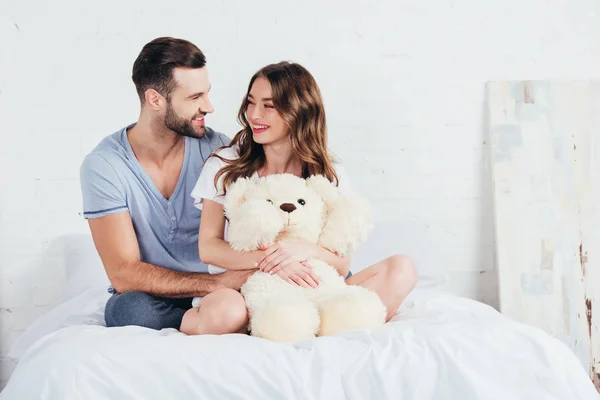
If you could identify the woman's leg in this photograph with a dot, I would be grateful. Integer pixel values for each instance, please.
(392, 279)
(220, 312)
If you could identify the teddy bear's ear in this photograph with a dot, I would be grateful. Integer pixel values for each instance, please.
(348, 217)
(237, 193)
(324, 188)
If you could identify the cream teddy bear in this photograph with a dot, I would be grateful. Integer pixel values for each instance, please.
(285, 207)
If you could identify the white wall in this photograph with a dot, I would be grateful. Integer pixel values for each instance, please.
(403, 84)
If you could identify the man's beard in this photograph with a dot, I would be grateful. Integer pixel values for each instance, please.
(181, 126)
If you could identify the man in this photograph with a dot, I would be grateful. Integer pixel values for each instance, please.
(136, 187)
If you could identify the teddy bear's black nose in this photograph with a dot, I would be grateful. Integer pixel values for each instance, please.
(287, 207)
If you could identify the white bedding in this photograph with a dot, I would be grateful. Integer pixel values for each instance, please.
(438, 347)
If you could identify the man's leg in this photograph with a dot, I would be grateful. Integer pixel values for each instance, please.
(222, 311)
(392, 279)
(142, 309)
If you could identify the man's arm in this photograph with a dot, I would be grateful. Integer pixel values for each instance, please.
(117, 245)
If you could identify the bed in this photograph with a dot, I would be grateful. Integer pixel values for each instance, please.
(438, 346)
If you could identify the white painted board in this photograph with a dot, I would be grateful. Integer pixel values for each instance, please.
(545, 166)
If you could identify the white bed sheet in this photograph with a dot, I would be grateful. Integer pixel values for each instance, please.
(439, 346)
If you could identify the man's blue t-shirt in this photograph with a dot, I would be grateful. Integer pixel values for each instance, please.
(113, 181)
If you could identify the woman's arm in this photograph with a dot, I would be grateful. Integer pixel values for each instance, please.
(214, 249)
(278, 255)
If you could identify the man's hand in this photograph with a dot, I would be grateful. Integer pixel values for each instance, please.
(235, 279)
(299, 274)
(280, 255)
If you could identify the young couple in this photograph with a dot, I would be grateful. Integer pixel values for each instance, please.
(152, 194)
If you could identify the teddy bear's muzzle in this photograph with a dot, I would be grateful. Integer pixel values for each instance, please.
(287, 207)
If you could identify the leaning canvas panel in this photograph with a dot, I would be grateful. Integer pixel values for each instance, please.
(545, 167)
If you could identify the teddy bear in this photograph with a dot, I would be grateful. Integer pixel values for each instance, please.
(284, 207)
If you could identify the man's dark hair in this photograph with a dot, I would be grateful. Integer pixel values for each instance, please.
(153, 68)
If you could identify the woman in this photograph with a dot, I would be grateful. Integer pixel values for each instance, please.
(284, 131)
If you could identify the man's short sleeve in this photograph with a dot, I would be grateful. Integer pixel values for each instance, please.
(101, 188)
(205, 186)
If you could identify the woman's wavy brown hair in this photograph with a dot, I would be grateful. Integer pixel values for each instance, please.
(297, 98)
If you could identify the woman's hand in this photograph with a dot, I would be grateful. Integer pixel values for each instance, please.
(299, 274)
(280, 255)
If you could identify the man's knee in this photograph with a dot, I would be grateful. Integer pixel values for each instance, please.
(401, 271)
(141, 309)
(221, 312)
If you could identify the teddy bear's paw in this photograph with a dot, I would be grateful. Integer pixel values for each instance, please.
(353, 308)
(286, 322)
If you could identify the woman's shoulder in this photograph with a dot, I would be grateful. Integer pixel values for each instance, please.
(228, 153)
(342, 176)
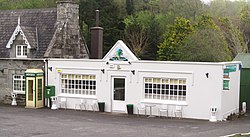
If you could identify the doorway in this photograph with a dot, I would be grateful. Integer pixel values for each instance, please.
(119, 94)
(34, 88)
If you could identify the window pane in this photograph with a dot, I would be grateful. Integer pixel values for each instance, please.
(74, 84)
(165, 89)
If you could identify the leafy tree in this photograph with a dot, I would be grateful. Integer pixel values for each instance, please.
(205, 45)
(245, 24)
(174, 39)
(234, 37)
(26, 4)
(143, 33)
(109, 20)
(130, 6)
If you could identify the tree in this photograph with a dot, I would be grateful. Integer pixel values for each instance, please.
(130, 7)
(245, 24)
(26, 4)
(205, 45)
(174, 39)
(234, 37)
(109, 20)
(143, 33)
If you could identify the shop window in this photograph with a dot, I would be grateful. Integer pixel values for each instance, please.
(165, 89)
(78, 84)
(19, 84)
(40, 89)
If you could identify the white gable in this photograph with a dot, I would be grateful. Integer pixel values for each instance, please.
(15, 33)
(120, 52)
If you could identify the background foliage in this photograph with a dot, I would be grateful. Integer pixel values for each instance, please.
(186, 30)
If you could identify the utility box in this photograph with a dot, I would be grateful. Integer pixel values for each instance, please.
(49, 91)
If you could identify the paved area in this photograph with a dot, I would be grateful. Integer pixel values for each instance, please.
(21, 122)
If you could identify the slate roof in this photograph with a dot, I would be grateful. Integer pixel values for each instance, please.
(30, 19)
(244, 58)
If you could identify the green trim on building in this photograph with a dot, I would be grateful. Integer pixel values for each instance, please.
(244, 58)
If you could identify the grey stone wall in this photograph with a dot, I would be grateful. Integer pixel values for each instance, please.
(67, 41)
(10, 67)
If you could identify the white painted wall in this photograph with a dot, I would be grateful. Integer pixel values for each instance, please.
(202, 92)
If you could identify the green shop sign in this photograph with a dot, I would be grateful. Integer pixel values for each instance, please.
(231, 68)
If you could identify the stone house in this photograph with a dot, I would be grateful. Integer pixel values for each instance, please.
(29, 36)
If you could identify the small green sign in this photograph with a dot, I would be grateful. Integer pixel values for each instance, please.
(231, 68)
(226, 84)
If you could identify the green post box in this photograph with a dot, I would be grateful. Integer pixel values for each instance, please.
(49, 91)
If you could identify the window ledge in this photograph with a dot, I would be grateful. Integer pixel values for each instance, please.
(77, 96)
(167, 102)
(19, 92)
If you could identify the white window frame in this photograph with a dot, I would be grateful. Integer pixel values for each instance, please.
(22, 55)
(19, 80)
(78, 84)
(161, 89)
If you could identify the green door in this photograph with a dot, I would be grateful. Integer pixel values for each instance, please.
(245, 87)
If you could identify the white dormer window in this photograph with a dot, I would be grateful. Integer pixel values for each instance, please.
(21, 51)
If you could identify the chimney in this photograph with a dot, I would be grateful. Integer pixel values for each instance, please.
(67, 41)
(96, 39)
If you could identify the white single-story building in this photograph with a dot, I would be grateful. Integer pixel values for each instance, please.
(120, 78)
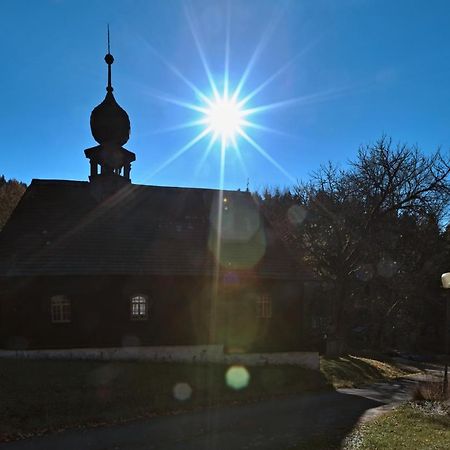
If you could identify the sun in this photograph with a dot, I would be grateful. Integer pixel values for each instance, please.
(224, 117)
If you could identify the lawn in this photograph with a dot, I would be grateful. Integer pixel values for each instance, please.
(45, 396)
(351, 371)
(414, 426)
(418, 426)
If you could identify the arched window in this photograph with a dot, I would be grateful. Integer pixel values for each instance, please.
(139, 307)
(264, 306)
(60, 309)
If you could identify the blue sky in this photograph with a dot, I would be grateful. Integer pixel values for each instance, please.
(359, 69)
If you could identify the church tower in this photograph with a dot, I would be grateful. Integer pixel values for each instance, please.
(110, 126)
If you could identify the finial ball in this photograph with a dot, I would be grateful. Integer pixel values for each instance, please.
(109, 59)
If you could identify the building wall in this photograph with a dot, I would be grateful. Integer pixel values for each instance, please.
(182, 311)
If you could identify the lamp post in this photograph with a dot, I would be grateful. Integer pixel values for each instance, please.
(445, 278)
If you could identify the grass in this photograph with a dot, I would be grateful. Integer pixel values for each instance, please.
(418, 426)
(46, 396)
(351, 371)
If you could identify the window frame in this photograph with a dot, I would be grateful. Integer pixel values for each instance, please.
(60, 309)
(264, 306)
(138, 317)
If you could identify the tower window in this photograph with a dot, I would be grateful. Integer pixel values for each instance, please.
(139, 307)
(60, 309)
(264, 306)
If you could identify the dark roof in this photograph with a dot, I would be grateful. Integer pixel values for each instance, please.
(60, 228)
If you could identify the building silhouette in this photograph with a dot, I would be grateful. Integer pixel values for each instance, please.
(106, 262)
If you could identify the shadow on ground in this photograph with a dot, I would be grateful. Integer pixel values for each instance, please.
(278, 423)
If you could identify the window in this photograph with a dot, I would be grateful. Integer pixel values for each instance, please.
(60, 309)
(139, 307)
(264, 307)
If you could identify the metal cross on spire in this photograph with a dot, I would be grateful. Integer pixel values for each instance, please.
(109, 59)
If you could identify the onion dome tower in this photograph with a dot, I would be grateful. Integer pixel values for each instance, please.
(110, 127)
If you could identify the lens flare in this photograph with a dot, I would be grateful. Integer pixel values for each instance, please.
(224, 118)
(237, 377)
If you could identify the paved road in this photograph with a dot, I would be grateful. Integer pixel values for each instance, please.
(271, 424)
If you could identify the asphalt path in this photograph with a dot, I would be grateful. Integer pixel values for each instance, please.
(273, 424)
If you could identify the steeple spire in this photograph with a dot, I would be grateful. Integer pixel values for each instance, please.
(110, 127)
(109, 59)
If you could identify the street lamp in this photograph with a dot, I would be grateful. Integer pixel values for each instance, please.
(445, 279)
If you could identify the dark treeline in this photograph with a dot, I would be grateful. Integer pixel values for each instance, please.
(10, 193)
(375, 236)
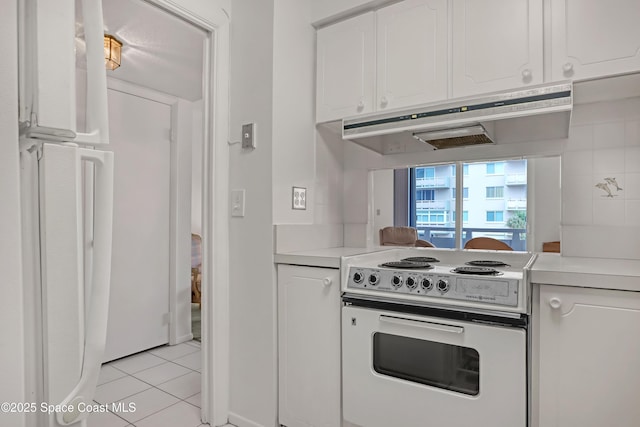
=======
# [WHAT YOU WILL DO]
Filter the records above and copy each line that contains the word "hair".

# [WRITTEN REPLY]
If you could identify the man's dark hair in this photograph with a dot, I would be grateful. Integer pixel values for each instance, please.
If you could identify the woman's wavy brown hair in this photograph with a dot, I would be grateful. Integer pixel values for each instance, please.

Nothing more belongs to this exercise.